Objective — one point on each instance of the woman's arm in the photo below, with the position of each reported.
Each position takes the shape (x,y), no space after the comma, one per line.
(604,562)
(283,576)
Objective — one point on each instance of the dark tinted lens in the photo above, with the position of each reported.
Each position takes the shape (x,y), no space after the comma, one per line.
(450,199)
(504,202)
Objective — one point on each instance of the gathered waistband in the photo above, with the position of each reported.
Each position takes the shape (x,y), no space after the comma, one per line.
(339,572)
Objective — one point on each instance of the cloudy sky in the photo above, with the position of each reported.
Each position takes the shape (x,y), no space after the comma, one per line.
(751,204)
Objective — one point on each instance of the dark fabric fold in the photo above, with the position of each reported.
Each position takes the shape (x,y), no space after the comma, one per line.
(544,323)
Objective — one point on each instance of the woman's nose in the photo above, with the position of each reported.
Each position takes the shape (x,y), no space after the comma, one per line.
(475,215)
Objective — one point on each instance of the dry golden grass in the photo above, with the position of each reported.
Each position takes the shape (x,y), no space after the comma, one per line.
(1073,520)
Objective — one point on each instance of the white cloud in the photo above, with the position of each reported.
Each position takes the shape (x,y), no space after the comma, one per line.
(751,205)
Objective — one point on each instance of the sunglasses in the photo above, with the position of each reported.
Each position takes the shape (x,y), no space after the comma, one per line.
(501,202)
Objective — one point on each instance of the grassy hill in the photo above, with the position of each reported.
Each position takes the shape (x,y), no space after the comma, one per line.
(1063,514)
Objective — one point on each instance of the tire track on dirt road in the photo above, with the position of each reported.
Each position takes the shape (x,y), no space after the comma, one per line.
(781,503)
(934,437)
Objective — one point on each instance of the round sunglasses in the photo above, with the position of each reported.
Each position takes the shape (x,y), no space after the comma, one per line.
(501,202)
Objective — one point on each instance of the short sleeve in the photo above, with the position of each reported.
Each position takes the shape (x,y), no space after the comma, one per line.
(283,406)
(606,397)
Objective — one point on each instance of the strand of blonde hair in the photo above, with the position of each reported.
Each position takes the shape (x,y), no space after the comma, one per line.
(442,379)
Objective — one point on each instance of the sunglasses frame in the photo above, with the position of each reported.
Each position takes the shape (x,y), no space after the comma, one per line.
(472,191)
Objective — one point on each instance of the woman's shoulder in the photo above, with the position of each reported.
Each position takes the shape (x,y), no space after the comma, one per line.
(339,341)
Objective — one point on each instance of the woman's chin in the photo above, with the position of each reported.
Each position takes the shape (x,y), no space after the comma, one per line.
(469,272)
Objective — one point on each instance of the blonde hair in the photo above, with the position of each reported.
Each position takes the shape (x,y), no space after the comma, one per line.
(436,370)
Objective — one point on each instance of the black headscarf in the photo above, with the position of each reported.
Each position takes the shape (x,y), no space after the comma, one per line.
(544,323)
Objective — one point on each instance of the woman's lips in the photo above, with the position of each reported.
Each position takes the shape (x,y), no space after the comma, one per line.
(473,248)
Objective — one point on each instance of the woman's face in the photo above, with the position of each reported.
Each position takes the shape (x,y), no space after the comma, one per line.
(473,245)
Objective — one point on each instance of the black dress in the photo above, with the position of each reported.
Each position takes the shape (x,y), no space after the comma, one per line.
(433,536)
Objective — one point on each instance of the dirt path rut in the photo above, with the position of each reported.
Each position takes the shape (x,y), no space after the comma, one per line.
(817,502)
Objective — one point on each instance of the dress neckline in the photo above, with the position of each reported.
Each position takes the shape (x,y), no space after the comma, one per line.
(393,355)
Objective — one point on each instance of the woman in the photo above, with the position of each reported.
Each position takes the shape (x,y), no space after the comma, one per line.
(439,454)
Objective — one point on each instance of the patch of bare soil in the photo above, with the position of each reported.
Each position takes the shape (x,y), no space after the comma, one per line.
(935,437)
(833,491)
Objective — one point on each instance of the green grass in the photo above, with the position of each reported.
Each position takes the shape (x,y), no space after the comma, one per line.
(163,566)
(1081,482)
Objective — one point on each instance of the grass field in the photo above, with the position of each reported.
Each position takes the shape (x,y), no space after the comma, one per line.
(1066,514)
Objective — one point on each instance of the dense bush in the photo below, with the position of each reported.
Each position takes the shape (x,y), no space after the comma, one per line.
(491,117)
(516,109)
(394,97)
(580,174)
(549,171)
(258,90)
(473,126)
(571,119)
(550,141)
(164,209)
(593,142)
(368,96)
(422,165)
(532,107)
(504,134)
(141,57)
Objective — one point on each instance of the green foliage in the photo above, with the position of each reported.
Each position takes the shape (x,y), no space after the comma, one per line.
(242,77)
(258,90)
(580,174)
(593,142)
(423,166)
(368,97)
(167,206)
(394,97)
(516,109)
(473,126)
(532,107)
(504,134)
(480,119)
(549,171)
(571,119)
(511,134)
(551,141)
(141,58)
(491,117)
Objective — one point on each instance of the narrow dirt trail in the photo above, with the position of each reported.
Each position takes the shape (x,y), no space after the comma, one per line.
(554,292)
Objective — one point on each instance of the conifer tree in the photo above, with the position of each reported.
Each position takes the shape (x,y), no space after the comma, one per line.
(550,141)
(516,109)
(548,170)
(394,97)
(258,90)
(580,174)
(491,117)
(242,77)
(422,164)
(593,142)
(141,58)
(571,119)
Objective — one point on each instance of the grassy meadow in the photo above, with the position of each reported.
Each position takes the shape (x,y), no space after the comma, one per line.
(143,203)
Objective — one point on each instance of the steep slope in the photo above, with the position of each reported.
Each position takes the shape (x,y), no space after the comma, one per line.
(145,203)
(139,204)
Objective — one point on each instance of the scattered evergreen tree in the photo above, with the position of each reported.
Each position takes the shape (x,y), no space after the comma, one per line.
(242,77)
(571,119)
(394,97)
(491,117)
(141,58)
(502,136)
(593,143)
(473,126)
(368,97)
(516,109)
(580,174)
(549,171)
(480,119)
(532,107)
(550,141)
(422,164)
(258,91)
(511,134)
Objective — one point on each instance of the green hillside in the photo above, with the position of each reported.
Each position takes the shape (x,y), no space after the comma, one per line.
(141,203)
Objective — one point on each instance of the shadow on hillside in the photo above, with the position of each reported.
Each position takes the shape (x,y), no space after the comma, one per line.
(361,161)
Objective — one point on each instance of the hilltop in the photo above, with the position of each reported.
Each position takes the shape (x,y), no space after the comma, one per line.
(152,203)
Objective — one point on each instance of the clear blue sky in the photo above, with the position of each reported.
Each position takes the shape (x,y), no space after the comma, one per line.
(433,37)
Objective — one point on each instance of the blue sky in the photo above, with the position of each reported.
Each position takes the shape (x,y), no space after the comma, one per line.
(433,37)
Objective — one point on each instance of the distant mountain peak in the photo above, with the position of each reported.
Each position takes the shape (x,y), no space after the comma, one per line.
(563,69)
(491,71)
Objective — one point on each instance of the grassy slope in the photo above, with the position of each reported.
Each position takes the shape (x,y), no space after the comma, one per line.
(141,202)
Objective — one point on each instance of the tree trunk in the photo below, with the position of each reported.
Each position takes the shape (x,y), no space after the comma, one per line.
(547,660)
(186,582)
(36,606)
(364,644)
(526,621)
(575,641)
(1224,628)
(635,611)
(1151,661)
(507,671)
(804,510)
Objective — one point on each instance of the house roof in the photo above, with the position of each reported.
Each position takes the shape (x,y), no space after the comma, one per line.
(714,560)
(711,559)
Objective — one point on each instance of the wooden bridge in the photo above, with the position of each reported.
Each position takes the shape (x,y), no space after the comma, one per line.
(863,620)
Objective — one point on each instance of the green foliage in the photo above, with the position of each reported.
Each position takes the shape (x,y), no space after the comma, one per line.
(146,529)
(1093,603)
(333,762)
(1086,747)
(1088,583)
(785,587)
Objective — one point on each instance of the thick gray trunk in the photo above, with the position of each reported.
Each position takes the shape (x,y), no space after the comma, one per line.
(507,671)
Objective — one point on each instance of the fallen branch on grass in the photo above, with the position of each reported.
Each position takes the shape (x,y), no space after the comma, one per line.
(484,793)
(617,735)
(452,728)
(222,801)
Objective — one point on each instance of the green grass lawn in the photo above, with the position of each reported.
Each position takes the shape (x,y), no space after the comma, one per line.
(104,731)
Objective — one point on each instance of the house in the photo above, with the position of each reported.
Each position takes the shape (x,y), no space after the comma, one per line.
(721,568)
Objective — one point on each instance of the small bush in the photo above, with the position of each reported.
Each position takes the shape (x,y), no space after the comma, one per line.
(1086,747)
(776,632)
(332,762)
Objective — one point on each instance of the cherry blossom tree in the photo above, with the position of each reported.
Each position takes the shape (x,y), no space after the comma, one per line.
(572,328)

■ DIRECTIONS ■
The lines to reproduce run from the line containing "green grass lawn" to the end of the listing; write them out exactly and add nothing.

■ WORKED ANSWER ■
Objective — one point on each instance of the green grass lawn in the photo above, with the position of each reported.
Each position takes the shape (x,y), no space after the comma, one per line.
(104,731)
Objective — one point on each instance of the house in the photo above, with the position of each reported.
Each position takes the shape (x,y), no space after the comma, one per line.
(721,568)
Objective — one point on each instance of the small bush in the photo above, with the position of each reported.
Each position takes the shape (x,y), no space after the comma, one per line.
(1086,747)
(776,632)
(332,762)
Objective — one point on each instance of the cherry blossom tree in the photo above, with the position of each reported.
Each position takes the shape (x,y), no space after the comma, one per line.
(572,328)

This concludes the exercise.